▶ _Task details_:
Every line below that contains "spider" is to be copied.

▶ _Dataset_:
══════

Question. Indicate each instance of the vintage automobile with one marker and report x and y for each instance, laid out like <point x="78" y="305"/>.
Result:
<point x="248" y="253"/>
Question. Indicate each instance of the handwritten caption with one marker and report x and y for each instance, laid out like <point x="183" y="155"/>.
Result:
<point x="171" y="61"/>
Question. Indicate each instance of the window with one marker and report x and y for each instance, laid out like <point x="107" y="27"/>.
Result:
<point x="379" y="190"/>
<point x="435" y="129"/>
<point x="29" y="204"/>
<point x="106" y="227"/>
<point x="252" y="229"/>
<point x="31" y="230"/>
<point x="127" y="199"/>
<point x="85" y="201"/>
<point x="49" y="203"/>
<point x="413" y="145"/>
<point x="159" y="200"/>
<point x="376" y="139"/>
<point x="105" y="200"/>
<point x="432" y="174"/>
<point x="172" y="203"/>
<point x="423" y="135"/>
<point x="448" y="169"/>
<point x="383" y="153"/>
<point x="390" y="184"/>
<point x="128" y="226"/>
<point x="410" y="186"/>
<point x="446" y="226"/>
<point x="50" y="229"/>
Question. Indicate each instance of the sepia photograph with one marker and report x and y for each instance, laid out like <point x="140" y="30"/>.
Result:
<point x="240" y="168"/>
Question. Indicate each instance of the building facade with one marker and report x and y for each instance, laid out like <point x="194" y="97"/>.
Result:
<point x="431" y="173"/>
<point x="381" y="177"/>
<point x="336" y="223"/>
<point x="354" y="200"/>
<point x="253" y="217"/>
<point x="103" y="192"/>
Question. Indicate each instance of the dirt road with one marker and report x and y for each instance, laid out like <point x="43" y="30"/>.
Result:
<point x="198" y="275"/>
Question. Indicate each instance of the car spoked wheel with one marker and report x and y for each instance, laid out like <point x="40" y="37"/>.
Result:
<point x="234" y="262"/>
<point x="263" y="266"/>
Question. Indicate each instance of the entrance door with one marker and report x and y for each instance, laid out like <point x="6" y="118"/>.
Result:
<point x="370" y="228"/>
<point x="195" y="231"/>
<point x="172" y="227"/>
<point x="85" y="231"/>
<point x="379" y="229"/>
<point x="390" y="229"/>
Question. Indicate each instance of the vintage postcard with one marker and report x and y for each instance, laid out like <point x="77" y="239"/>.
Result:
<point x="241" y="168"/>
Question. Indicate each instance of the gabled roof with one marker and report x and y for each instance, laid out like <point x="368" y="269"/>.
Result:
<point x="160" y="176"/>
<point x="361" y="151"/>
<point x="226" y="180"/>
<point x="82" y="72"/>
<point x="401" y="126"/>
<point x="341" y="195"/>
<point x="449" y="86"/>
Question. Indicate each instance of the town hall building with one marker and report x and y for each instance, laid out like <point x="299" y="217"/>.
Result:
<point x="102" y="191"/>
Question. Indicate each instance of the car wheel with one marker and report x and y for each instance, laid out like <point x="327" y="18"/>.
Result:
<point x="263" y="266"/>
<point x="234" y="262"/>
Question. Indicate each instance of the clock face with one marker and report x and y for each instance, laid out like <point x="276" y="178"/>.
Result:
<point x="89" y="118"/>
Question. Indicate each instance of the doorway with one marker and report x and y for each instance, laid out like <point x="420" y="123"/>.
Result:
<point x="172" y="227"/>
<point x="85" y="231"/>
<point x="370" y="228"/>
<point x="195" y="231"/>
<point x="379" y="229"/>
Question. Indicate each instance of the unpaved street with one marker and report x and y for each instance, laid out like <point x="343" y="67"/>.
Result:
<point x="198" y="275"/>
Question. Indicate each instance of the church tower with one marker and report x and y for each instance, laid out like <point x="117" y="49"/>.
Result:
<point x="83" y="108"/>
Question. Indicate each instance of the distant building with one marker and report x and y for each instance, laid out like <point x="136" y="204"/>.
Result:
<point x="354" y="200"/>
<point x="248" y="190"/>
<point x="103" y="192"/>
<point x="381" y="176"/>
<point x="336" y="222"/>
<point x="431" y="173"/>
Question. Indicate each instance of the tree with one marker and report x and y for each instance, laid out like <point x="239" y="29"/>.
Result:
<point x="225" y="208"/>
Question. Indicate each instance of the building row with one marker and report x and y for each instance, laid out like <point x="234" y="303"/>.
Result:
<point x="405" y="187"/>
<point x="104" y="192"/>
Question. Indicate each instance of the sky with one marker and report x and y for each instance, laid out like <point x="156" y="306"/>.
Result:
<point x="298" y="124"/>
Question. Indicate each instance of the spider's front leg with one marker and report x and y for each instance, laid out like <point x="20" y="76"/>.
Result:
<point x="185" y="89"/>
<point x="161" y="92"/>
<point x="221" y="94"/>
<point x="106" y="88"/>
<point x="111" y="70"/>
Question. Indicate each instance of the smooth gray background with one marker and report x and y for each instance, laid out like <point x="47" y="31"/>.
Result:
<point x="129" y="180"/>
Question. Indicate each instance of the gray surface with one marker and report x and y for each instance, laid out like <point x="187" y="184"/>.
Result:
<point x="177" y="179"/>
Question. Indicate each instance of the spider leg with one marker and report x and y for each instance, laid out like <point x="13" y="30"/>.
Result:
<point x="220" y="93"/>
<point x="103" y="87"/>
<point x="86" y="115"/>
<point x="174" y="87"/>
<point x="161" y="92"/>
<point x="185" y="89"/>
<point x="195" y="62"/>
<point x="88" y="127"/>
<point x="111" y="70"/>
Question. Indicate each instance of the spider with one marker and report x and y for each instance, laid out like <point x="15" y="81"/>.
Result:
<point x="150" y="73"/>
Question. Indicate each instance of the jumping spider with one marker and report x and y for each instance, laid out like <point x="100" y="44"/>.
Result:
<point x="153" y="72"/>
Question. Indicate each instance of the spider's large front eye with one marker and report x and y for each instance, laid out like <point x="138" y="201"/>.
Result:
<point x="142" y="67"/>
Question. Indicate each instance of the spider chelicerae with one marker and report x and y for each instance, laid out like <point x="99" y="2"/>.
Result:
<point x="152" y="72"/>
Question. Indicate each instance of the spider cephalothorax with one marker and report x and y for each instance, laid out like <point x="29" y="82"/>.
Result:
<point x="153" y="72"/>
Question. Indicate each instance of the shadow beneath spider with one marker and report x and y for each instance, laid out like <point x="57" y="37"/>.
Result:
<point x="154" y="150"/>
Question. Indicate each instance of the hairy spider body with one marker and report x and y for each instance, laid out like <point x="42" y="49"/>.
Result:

══════

▶ _Result of the task_:
Question. Indicate each instance of the spider's front leg with one marker and report x and y for each instance, laid out like <point x="20" y="76"/>.
Question. Indicate each instance of the spider leg with one marker and report x and y for each instance, laid out like <point x="13" y="30"/>.
Question. Indicate each instance of the spider with one marker and report x and y for each instance, laid out like <point x="15" y="81"/>.
Question. Indicate each instance of the jumping spider with one marker and report x and y for each instance, laid out like <point x="100" y="44"/>.
Question. Indicate each instance of the spider's large front eye with one marker and report x and y for each instance, laid out like <point x="138" y="201"/>.
Question. Indicate each instance of the spider chelicerae with one marker and report x and y for each instance, laid out like <point x="99" y="2"/>.
Question. Indicate each instance of the spider cephalothorax with one marker and report x and y for each instance, laid out like <point x="29" y="82"/>.
Question. Indicate each instance of the shadow beneath spider with one marker and report x and y for each instance, laid out like <point x="57" y="37"/>.
Question. Indicate each instance of the hairy spider body with one marker and report x and y for each instance, laid out like <point x="42" y="49"/>.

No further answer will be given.